## PROMPT:
Your response should consist of the records, reproduced exactly.

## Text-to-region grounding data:
******************************

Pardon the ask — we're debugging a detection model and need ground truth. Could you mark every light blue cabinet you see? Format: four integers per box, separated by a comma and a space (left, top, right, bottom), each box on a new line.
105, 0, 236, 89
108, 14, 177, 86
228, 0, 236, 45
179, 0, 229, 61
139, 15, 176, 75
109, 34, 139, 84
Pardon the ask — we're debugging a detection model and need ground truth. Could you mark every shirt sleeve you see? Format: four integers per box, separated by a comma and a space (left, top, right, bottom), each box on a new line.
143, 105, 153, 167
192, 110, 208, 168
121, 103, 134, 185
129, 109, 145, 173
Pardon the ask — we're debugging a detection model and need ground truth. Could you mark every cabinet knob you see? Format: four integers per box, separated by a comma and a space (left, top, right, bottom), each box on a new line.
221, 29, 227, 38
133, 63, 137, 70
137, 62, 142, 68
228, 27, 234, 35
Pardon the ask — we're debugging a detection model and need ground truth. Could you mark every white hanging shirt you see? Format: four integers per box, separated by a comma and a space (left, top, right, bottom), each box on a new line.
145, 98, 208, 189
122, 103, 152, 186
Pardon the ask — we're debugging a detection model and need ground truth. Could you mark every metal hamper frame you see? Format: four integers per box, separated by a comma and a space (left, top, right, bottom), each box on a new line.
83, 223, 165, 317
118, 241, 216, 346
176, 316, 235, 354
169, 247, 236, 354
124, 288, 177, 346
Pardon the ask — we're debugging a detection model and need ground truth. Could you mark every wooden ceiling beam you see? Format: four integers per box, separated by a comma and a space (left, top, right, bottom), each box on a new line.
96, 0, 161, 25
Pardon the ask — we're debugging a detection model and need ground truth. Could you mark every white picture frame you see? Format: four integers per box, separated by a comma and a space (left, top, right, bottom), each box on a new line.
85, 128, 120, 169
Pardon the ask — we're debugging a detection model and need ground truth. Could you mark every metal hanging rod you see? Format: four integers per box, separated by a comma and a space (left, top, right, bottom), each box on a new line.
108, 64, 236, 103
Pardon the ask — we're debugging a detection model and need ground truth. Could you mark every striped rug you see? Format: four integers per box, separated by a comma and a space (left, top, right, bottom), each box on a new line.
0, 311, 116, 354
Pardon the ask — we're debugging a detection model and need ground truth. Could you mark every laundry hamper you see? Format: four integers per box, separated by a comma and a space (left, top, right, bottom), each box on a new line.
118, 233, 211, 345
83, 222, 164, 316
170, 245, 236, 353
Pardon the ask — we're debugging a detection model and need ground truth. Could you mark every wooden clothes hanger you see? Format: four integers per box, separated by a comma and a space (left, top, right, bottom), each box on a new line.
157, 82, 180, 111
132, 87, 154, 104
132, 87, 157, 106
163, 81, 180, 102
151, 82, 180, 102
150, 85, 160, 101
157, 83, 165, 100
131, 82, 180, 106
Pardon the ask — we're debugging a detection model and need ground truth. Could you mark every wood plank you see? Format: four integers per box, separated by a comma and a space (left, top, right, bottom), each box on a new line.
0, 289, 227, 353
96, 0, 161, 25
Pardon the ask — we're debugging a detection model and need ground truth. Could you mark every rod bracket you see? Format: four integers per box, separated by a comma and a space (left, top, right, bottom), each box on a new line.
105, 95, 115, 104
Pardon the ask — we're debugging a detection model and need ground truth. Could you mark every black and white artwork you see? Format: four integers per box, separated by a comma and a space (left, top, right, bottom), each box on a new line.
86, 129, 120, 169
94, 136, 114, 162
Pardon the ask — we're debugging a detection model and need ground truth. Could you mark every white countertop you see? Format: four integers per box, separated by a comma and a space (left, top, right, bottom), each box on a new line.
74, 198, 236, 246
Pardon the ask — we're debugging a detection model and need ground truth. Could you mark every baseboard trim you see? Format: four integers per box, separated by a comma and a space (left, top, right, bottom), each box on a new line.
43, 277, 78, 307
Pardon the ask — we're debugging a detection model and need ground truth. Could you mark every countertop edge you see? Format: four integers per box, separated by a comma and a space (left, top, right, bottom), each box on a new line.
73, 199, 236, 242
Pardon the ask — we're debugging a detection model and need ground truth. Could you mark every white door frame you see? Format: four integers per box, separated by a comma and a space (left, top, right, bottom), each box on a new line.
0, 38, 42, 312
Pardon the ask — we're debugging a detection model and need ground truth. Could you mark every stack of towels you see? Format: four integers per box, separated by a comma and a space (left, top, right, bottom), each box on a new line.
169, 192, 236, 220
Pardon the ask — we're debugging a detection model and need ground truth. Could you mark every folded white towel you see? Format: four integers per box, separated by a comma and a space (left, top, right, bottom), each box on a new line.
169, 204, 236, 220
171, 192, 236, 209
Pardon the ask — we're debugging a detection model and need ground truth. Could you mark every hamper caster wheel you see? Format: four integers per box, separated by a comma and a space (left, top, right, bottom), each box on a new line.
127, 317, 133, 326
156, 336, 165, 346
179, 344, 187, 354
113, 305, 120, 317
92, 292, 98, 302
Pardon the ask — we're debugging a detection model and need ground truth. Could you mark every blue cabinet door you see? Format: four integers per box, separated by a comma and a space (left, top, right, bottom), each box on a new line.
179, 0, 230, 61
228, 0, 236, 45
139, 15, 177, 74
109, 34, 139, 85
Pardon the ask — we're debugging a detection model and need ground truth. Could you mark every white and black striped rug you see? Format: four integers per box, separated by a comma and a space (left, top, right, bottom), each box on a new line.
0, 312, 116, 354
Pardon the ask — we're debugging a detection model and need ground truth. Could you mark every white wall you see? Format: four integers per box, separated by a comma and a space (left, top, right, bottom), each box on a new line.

******************************

## WRITTEN SOLUTION:
Pardon the ask — we're debugging a detection model and need ground truth. Could you mark every light blue cabinet you see? Format: four integers per box, separated by a comma and a space (left, top, right, bottom), each box on a new line.
105, 0, 236, 89
108, 14, 177, 86
228, 0, 236, 45
179, 0, 229, 61
139, 15, 176, 75
109, 34, 139, 84
Pardon the ask — we're debugging a detection model and need ground truth. Could you mark every shirt sleeve you see? Format: four integers per box, separated by a comma and a space (left, top, right, bottom), each box on a new line.
143, 105, 153, 167
192, 110, 208, 168
121, 103, 134, 185
129, 109, 145, 173
Pardon the ask — we're debugging a detection model and need ground truth. Could you mark every cabinet knob you see? Format: four integers per box, separated by a comma and a space (left, top, right, bottom), each box on a new line.
221, 29, 227, 38
133, 63, 137, 70
137, 62, 142, 68
228, 27, 234, 35
Pardon the ask — we're debugging a detection model and need ground truth. Could you mark every white hanging shirt you see? Format: four integers per box, separated by a comma and a space (left, top, right, bottom), each box on a new line.
145, 98, 208, 189
122, 103, 152, 186
Pardon the ask — we're debugging a detection model and need ground truth. Could you mark every metal hamper frame you see? Format: four integers per box, separated by a comma and a space (left, top, right, bottom), each box on a new line.
83, 223, 165, 317
118, 241, 216, 346
176, 316, 235, 354
169, 247, 236, 354
124, 288, 177, 346
Pardon the ask — we're debugging a detection model and need ground truth. Could you mark every wooden ceiling beam you see? Format: four integers per box, separated by a comma and a space (left, top, right, bottom), each box on a new line.
96, 0, 161, 25
Pardon the ask — we're debugging a detection model and need ground truth. Could you mark every white picture frame you see? Format: four integers per box, separated by a comma and a space (left, top, right, bottom), each box on a new line.
85, 128, 120, 169
Pardon the ask — we're debugging a detection model and need ground truth. Could you mark every metal hanging rod you see? Format: four integers per box, separated by a comma and a space (left, top, right, bottom), each box on a new line.
108, 64, 236, 103
Pardon the ask — we're debugging a detection model and need ground truth. Could you mark every striped rug you see? Format: four integers per box, separated by a comma and a space (left, top, right, bottom), each box on a new line.
0, 311, 116, 354
Pardon the ask — we're debugging a detection model and need ground truth. Could you mark every laundry hamper you see? Format: four integers per box, separated by a comma and a space (left, top, right, bottom), each box on a new line.
118, 233, 211, 345
83, 222, 164, 316
170, 245, 236, 353
Pardon the ask — we're debugging a detection model and need ground truth. Could you mark every wooden clothes hanger you see? Format: four integers per box, separated by a comma and a space (left, top, right, bottom), each box on a new line.
157, 82, 180, 111
132, 87, 154, 104
132, 87, 157, 106
163, 81, 180, 102
151, 82, 180, 102
150, 85, 160, 101
157, 83, 165, 100
131, 82, 180, 106
Pardon the ask — we're debugging a detection model and need ground truth. Could you mark every wood plank you see? Format: four integers per box, separated by a comma and a space (left, top, right, bottom), each box on a new line.
0, 289, 227, 353
96, 0, 161, 25
Pardon the ask — we're debugging a detection model and need ground truth. Could you mark every rod bracket you see? Format: four integers per box, separated by a comma and a space (left, top, right, bottom), each box on a new line.
105, 95, 115, 104
Pardon the ask — we're debugging a detection model and need ground truth. Could you mark every black and white artwork you see? Format: four integers per box, separated by a comma and a space (left, top, right, bottom), each box on a new line.
86, 129, 120, 169
94, 136, 114, 162
Pardon the ask — we're debugging a detection model and need ground truth. Could you mark every white countertop you see? Format: four integers per box, separated by a comma and a space (left, top, right, bottom), each box on a new line.
74, 198, 236, 246
Pardon the ask — we're debugging a detection model and need ground truth. Could you mark every baseboard trim you see? Format: four integers per box, separated by a comma and a space (left, top, right, bottom), each box on a new line.
43, 277, 78, 307
Pardon the ask — we're debugging a detection model and need ground truth. Could you mark every countertop edge you see? Format: four integers per box, separated by a comma and a space (left, top, right, bottom), each box on a new line.
73, 199, 236, 242
Pardon the ask — we're debugging a detection model and need ground truth. Could you mark every white door frame you see? Format: four integers per box, separated by a comma and a space (left, top, right, bottom), each box on a new line.
0, 38, 42, 312
Pardon the ask — we're debugging a detection model and need ground truth. Could you mark every stack of towels you see? Format: four integers per box, separated by a comma and a space (left, top, right, bottom), each box on a new line.
169, 192, 236, 220
Pardon the ask — we're debugging a detection model and need ground truth. Could you mark every folded white towel you see? Format: four integers per box, separated by a comma and a space (left, top, right, bottom), each box on a new line.
169, 204, 236, 220
171, 192, 236, 209
Pardon the ask — we're debugging a detection model and need ground truth. Could you mark every hamper caster wheel you see? Format: four integers per box, separated by a comma and a space (left, top, right, bottom), each box on a new line.
127, 317, 133, 326
156, 336, 165, 346
179, 344, 187, 354
113, 305, 120, 317
92, 292, 98, 302
Pardon the ask — we're debugging a detection model and need ground truth. Could you mark every blue cabinet door you see? Format: four integers per box, separated by a comma and a space (left, top, right, bottom), each box on a new line.
179, 0, 230, 61
228, 0, 236, 45
139, 15, 177, 74
109, 34, 139, 85
Pardon the ask — we're debugging a detection model and need ground truth. Could you mark every white and black striped rug you see? Format: four integers per box, separated by a comma and a space (left, top, right, bottom), each box on a new line.
0, 312, 116, 354
Pardon the ask — we're debugging a detection model and need ground truth. Could you mark every white wall you see? Format: four integers per box, separated by a comma and a space (left, top, right, bottom), each box on a new line.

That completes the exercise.